No es extraño, por lo anterior, escuchar como el flujo de una voz popular que aspira a ser la verdad última del estado de las cosas, que en nuestra época ya nada nos sorprende, que nada nos conmueve más allá del estallido fugaz de la pirotecnia, que no pasa de ser una suspensión temporal de la creciente y arraigada indolencia postmoderna. Es frente a esta condición, que obras como El tambor de hojalata resultan sorprendentes y, sobre todo, vitales. Publicada en 1959, Grass escribió una obra controversial que plantea una serie de cuestionamientos sobre las ideologías del período Nazi y sus repercusiones en el resto de Europa. Pero también la novela da cuenta, en un marcado estilo carnavalesco, de la naturaleza grotesca de las sociedades occidentales, de la corrupción humana y de su constante pugna moral.
※
• [Consigna del ejercicio A]:
Identifica cada línea de las filas de más abajo que contenga la palabra "dark". Ten en cuenta que las mayúsculas y las minúsculas se distinguen.
• [Consigna del ejercicio B]:
Prolonga el texto de arriba sobre El tambor de hojalata a partir de su última oración.

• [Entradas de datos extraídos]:
※
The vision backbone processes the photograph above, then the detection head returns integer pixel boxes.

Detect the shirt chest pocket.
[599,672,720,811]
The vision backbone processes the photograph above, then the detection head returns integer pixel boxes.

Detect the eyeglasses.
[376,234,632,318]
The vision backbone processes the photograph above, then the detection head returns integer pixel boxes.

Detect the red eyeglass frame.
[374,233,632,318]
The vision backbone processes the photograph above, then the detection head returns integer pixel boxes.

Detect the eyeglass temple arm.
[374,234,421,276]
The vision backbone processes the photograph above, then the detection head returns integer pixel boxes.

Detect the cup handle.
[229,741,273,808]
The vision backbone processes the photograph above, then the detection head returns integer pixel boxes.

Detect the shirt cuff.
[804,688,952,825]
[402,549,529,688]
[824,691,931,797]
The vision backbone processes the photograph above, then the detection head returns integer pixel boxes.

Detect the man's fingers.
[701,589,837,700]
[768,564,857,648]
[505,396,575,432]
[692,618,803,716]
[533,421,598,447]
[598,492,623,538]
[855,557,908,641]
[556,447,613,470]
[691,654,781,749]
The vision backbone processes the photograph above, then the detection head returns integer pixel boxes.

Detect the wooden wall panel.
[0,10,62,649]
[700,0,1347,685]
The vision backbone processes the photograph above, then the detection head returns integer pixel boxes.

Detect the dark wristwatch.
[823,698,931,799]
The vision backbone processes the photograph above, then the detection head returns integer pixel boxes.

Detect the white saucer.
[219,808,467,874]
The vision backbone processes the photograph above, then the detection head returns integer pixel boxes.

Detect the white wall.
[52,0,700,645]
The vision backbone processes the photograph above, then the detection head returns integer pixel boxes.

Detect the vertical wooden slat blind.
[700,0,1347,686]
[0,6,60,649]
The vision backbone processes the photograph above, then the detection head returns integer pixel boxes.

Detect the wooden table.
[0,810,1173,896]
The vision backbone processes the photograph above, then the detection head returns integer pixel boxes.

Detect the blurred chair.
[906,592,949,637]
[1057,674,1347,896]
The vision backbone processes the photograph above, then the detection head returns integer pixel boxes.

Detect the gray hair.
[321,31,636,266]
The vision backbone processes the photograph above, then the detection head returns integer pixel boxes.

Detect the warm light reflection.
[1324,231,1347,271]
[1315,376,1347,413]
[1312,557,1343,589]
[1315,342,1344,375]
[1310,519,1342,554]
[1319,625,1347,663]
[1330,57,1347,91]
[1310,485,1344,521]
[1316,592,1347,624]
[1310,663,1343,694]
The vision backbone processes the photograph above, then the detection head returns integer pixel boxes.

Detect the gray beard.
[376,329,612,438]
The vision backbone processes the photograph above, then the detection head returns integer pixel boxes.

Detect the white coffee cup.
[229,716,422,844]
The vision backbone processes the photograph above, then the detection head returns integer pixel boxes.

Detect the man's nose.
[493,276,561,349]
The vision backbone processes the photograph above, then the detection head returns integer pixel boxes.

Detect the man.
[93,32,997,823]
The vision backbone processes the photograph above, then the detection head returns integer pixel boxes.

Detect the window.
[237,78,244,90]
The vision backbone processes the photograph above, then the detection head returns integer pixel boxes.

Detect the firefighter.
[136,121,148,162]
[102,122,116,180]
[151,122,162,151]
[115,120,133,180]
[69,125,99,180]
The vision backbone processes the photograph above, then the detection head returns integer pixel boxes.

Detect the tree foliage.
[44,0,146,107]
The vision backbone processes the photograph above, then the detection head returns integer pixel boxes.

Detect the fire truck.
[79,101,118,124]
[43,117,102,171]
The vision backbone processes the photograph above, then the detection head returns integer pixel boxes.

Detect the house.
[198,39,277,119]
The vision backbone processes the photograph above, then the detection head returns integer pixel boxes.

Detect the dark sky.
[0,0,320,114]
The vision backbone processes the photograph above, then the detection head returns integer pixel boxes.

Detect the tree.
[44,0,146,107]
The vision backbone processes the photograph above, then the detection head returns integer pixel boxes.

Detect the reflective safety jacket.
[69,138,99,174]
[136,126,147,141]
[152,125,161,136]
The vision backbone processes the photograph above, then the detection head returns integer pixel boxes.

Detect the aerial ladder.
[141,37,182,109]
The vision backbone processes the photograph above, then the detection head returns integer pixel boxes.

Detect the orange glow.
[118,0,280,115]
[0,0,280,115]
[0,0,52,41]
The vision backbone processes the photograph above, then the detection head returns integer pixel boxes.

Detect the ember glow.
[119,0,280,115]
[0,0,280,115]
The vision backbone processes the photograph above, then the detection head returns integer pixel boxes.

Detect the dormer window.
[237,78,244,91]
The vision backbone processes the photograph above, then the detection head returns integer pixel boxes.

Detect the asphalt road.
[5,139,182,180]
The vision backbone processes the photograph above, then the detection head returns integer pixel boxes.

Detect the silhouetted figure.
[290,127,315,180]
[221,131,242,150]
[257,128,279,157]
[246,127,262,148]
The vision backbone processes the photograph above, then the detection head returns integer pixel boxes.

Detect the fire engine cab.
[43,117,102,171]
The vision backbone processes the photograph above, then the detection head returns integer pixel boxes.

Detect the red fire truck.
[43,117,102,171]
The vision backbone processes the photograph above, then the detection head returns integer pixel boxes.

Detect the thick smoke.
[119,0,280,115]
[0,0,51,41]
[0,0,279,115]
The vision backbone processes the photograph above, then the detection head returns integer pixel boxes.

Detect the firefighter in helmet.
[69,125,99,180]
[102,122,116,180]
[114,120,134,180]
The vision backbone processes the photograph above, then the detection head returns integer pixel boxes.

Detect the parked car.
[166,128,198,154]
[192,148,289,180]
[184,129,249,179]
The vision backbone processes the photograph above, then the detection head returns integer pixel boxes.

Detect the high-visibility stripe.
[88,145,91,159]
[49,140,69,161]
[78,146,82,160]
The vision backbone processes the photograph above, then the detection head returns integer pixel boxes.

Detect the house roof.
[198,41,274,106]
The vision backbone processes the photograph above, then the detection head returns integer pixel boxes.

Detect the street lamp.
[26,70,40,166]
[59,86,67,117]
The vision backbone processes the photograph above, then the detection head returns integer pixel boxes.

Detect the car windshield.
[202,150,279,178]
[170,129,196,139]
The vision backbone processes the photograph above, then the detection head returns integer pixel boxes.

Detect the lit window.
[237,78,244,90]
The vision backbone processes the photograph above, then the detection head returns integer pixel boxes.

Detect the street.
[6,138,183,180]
※
• [Respuesta escrita A]:
Detect the dark wristwatch.
Detect the dark sky.

• [Respuesta escrita B]:
Dicha novela motivó al cineasta alemán Volker Schlöndorff a una adaptación que expresara el sentido crítico y paródico de la obra de Grass. Y el resultado es un éxito. Oscar, pequeño protagonista del relato, es una verdadera conjunción de preceptos psicológico-filosóficos que, tal como lo hacía Marcuse, ponen de manifiesto aspectos subsumidos o desplazados por las ideologías absolutistas de la época de la expansión alemana y su ambición de erigirse como un imperio mundial (el llamado “Tercer Reich”). La primera pista de ese intento de rescate de la alienación ideológica en que toda o la mayor parte de Europa parece estar sumida, es el nacimiento de Oscar. El protagonista del relato nace con los ojos abiertos y con plena conciencia de sí mismo. Esto permite jugar con la idea de una figura profética, un ser excepcional capaz de percibir la naturaleza de la realidad, oculta tras el velo de las apariencias. Además del evidente guiño platónico que esto implica, hay una postura estoica asumida a partir de Oscar, quien opera como un testigo de la realidad, capaz de denunciarla, mas no de cambiarla significativamente.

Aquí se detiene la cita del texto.